-- BEGIN The input --

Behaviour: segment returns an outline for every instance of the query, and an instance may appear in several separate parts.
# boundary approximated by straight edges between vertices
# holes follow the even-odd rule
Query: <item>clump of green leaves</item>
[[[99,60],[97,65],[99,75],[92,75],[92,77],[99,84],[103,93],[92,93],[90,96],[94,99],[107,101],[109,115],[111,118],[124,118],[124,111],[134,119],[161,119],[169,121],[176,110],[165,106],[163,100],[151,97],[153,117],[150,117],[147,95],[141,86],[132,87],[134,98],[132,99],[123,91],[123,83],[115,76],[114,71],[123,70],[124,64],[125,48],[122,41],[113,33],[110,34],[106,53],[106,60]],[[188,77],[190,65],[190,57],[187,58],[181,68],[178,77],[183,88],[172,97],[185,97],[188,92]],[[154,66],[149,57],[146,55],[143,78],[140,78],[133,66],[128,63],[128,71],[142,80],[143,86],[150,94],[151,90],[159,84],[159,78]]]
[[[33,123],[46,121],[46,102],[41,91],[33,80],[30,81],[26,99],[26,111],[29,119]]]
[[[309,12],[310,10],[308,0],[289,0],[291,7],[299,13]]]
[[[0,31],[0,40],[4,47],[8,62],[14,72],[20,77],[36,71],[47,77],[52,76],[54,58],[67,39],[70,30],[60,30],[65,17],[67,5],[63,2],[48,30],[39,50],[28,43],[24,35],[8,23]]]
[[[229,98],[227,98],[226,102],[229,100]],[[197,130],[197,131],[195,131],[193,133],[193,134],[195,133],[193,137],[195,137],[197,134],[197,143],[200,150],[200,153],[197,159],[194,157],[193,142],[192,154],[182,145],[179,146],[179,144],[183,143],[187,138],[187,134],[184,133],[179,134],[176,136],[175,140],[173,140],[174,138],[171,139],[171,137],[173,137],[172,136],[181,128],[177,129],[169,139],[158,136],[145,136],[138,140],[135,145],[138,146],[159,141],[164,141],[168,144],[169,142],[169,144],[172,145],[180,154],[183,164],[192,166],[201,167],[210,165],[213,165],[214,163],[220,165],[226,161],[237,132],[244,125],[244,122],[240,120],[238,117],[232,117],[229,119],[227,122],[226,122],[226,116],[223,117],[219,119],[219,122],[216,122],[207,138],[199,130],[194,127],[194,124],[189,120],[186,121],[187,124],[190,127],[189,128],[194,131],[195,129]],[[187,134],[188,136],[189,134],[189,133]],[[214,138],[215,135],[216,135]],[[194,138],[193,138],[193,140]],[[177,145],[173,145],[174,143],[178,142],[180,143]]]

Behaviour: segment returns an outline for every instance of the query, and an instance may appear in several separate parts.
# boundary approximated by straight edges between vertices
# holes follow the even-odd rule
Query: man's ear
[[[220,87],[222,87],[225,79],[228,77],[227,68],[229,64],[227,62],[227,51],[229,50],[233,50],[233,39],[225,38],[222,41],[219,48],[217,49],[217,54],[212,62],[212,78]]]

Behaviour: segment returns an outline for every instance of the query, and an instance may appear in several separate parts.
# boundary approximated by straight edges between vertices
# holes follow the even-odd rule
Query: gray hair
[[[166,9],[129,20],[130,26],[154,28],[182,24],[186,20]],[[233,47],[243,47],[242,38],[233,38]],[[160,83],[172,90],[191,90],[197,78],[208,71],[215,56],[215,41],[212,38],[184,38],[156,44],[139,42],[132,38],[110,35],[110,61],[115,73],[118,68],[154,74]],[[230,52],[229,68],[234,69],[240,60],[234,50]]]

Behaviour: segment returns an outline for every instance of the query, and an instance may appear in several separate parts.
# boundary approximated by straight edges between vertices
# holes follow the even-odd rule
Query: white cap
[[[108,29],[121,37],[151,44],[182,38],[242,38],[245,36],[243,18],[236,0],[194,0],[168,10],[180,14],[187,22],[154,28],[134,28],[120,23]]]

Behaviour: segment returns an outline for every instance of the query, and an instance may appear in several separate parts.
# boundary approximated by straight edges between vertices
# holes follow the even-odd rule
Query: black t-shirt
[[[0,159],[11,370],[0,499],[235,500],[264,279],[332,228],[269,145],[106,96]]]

-- END The input --

Goal »
Reproduce the listing with each "vertices" changed to "corner points" and every other part left unchanged.

Solution for this problem »
Behaviour: segment returns an outline for every instance of the query, and an instance may appear in several separate parts.
# boundary approximated by straight edges between corner points
# holes follow the even-odd rule
Query: <item>clump of green leaves</item>
[[[99,60],[97,65],[99,75],[92,75],[92,77],[99,84],[103,93],[92,93],[90,96],[94,99],[107,101],[109,115],[111,118],[124,118],[124,111],[134,119],[161,119],[169,121],[176,110],[165,106],[163,100],[151,97],[153,117],[150,117],[147,95],[141,86],[132,87],[134,98],[132,99],[123,91],[123,83],[115,76],[114,71],[123,70],[124,64],[125,48],[122,41],[113,33],[110,34],[106,53],[106,60]],[[188,77],[190,65],[190,57],[187,58],[181,68],[178,77],[183,88],[172,97],[185,97],[188,92]],[[154,66],[149,57],[146,55],[143,78],[140,78],[133,66],[128,63],[128,71],[142,80],[143,86],[150,94],[151,90],[159,84],[159,78]]]
[[[33,123],[46,121],[46,102],[41,91],[33,80],[30,81],[26,99],[26,111],[29,119]]]
[[[309,12],[310,10],[308,0],[289,0],[291,7],[299,13]]]
[[[0,31],[0,40],[4,47],[8,62],[14,72],[20,77],[36,71],[47,77],[52,76],[54,58],[67,39],[70,30],[60,30],[65,17],[67,5],[63,2],[48,30],[39,50],[28,43],[24,35],[8,23]]]
[[[229,98],[227,98],[226,102],[229,100]],[[197,130],[197,131],[195,131],[193,133],[193,134],[195,133],[193,137],[195,137],[197,134],[197,143],[200,150],[200,153],[197,159],[194,157],[193,142],[192,154],[182,145],[179,146],[179,144],[183,143],[187,138],[187,134],[184,133],[179,134],[176,136],[175,140],[173,140],[174,138],[171,139],[171,137],[173,137],[172,136],[181,128],[177,129],[169,139],[158,136],[145,136],[138,140],[135,145],[138,146],[159,141],[164,141],[168,144],[169,142],[169,144],[172,145],[180,154],[183,164],[192,166],[201,167],[210,165],[213,165],[214,163],[220,165],[226,161],[237,132],[244,125],[244,122],[240,120],[238,117],[232,117],[229,119],[227,122],[226,122],[226,116],[223,117],[219,119],[219,122],[216,122],[207,138],[199,130],[194,127],[194,124],[189,120],[186,121],[187,124],[190,127],[189,128],[194,131],[195,129]],[[187,134],[188,136],[189,134],[189,133]],[[214,138],[215,135],[216,135]],[[194,138],[193,138],[193,140]],[[177,145],[173,145],[174,143],[178,142],[180,143]]]

Behaviour: segment returns an outline for every instance of the query, and an instance may appear in several separate parts.
# boundary approximated by straight edges between corner points
# holes follow the even-odd rule
Query: man's ear
[[[220,87],[222,87],[225,79],[228,77],[227,68],[229,64],[227,62],[227,51],[229,50],[233,50],[233,39],[225,38],[222,41],[219,48],[217,49],[217,54],[212,62],[212,78]]]

Behaviour: segment returns an outline for every instance of the query, and an instance may appear in several separate parts.
# boundary approximated by straight edges between corner points
# holes follow the even-odd rule
Query: gray hair
[[[166,9],[129,20],[130,26],[154,28],[182,24],[186,20]],[[233,47],[243,47],[242,38],[233,38]],[[160,83],[172,90],[191,90],[197,78],[208,71],[215,56],[215,41],[212,38],[184,38],[156,44],[139,42],[132,38],[110,35],[110,61],[115,73],[118,68],[154,74]],[[230,52],[229,68],[234,69],[240,60],[234,50]]]

Behaviour: segment returns an outline for every instance of the query, and an instance may appear in several separate parts.
# boundary approximated by straight edges between corner points
# holes follow the even-odd rule
Query: white cap
[[[108,29],[121,37],[151,44],[182,38],[242,38],[245,36],[243,18],[236,0],[194,0],[168,10],[180,14],[187,22],[154,28],[134,28],[120,23]]]

Behaviour: segment returns an outline for every instance of the query, and an instance may appear in several separate parts.
# boundary approximated by straight edges between corner points
# holes follow the even-odd rule
Query: black t-shirt
[[[0,159],[11,370],[0,499],[235,500],[264,279],[332,228],[269,145],[106,96]]]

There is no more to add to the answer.